- [ОТРЫВОК]:

▼

Когда верхняя одежда была снята и по плечам ночной пришелицы раскинулись черные кудряшки, на меня, в свете тлеющей печурки, стыдливо глянуло красивое, хотя и заплаканное личико, а в хрупком теле угадывалась приятная фигуристость. Я подбросил дровишек и, чтобы не смущать ее, откинулся на лежак, укрылся с головой шинелью. Конечно, сквозь прорези петлиц мне хорошо была видна ее спина. Она оглянулась и, убедившись, что не смотрю на нее, стала быстро снимать мокрую гимнастерку. Круглые покатые плечи и голые руки мягко зарозовели в отсветах пламени. Она повесила на протянутый перед печуркой кабель свои вещи и, свернувшись калачиком, легла на соседний лежак, продолжая дрожать всем телом. Я снял с себя шинель и укрыл ее сверху.
– А как же вы? Вам же холодно!
– Не могу же я тебя голую под шинель взять.

▲

- [ЗАДАНИЯ]:
A – Куда ночная пришелица в отрывке повесила свои вещи?
B – Перепишите дословно из отрывка всё от слов «Когда верхняя одежда» вплоть до слов «укрыл ее сверху.».
Записи к этому отношения не имеют.

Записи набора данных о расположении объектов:
▼

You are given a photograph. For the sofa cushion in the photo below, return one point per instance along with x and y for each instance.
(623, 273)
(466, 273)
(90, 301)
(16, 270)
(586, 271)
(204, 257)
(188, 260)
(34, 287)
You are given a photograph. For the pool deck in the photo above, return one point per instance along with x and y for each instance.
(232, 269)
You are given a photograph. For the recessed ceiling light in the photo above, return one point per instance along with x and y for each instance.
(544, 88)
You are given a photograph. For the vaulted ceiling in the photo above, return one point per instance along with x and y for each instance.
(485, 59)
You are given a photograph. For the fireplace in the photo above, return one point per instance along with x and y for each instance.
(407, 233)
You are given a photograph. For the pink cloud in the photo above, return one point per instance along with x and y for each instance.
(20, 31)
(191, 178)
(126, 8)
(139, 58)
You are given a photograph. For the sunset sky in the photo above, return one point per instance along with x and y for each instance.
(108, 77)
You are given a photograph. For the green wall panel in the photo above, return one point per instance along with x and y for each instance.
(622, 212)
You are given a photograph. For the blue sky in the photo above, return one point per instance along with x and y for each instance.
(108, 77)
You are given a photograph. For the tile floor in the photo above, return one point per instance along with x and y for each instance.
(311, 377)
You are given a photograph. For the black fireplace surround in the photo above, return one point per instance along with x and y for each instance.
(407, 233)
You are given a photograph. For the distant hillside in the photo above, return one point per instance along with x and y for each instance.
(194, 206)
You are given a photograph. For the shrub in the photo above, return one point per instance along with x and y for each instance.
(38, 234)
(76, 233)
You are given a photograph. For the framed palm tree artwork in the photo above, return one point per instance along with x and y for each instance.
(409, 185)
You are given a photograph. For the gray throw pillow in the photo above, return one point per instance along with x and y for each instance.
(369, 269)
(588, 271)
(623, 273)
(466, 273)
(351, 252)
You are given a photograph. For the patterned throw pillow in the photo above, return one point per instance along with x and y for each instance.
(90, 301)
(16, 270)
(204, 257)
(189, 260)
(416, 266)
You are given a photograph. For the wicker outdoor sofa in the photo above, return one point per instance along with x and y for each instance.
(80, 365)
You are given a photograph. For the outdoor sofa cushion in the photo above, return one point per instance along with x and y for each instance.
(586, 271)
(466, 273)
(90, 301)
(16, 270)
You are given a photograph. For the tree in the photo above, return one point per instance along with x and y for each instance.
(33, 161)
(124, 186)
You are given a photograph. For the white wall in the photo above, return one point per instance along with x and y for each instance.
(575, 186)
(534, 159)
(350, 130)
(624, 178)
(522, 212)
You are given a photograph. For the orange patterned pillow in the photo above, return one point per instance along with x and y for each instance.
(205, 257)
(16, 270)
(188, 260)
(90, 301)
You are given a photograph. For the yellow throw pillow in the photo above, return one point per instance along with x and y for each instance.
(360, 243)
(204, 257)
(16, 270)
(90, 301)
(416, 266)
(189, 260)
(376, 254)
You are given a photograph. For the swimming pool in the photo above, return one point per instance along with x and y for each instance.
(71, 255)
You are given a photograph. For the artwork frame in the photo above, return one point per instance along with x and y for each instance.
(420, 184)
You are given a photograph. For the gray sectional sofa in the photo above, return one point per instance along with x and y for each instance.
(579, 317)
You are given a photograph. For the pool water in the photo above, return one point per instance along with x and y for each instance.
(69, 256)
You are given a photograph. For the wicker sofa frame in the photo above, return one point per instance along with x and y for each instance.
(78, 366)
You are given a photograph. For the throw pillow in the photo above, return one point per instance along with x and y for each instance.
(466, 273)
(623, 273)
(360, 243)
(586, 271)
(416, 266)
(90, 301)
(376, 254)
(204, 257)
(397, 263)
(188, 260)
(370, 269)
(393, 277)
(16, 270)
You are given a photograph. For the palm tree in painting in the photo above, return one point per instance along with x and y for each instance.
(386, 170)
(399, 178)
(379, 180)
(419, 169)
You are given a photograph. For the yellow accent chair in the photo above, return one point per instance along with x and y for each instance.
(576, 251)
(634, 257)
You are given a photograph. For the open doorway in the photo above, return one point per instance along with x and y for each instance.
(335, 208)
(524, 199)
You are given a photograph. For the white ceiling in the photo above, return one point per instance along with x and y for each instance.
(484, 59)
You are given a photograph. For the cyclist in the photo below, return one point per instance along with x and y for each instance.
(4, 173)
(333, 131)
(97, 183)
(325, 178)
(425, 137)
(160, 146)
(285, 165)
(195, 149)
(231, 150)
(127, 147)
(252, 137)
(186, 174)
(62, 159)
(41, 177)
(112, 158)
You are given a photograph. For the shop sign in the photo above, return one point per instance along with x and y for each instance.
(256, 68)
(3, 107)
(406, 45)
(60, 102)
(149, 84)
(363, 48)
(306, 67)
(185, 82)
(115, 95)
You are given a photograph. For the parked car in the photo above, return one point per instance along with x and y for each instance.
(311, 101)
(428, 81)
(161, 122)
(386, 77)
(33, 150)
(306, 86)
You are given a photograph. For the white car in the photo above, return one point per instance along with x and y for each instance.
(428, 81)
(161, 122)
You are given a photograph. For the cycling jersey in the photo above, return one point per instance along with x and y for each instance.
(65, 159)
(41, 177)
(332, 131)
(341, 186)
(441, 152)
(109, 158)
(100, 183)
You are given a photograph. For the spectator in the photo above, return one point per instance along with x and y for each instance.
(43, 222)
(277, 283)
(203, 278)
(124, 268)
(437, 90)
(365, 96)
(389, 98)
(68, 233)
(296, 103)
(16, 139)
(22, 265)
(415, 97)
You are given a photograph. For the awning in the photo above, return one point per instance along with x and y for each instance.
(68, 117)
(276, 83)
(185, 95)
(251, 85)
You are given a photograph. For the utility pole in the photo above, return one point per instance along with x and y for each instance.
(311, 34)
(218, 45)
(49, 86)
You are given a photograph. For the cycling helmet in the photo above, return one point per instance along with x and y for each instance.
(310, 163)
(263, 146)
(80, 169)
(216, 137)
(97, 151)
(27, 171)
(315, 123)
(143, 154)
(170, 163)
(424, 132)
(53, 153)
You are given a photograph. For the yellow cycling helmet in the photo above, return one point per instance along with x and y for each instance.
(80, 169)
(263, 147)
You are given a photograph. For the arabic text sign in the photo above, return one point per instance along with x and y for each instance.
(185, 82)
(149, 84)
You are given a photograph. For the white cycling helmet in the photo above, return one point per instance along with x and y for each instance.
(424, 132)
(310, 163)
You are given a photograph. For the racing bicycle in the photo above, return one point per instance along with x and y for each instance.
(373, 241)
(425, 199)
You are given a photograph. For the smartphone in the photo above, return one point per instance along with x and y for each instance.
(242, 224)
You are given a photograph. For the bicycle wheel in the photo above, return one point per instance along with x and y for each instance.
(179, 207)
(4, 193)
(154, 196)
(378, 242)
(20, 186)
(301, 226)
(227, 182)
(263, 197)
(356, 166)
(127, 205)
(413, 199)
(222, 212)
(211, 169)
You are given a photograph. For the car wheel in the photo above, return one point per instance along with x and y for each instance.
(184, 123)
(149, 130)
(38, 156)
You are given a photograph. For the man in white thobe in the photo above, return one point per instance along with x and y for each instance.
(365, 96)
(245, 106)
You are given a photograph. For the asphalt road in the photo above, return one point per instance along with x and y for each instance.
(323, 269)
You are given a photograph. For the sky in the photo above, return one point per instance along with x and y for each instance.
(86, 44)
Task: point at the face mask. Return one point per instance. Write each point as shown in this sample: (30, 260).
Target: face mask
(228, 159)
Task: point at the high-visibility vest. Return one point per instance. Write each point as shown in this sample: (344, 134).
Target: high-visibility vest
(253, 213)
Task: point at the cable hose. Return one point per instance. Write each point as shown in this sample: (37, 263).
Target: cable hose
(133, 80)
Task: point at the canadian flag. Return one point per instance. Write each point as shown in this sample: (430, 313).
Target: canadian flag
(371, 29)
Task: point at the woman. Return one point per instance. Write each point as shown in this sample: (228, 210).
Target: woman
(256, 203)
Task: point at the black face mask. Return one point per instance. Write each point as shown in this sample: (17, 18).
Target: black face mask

▲

- [ОТВЕТЫ]:
A – На кабель, протянутый перед печуркой.

B –
Когда верхняя одежда была снята и по плечам ночной пришелицы раскинулись черные кудряшки, на меня, в свете тлеющей печурки, стыдливо глянуло красивое, хотя и заплаканное личико, а в хрупком теле угадывалась приятная фигуристость. Я подбросил дровишек и, чтобы не смущать ее, откинулся на лежак, укрылся с головой шинелью. Конечно, сквозь прорези петлиц мне хорошо была видна ее спина. Она оглянулась и, убедившись, что не смотрю на нее, стала быстро снимать мокрую гимнастерку. Круглые покатые плечи и голые руки мягко зарозовели в отсветах пламени. Она повесила на протянутый перед печуркой кабель свои вещи и, свернувшись калачиком, легла на соседний лежак, продолжая дрожать всем телом. Я снял с себя шинель и укрыл ее сверху.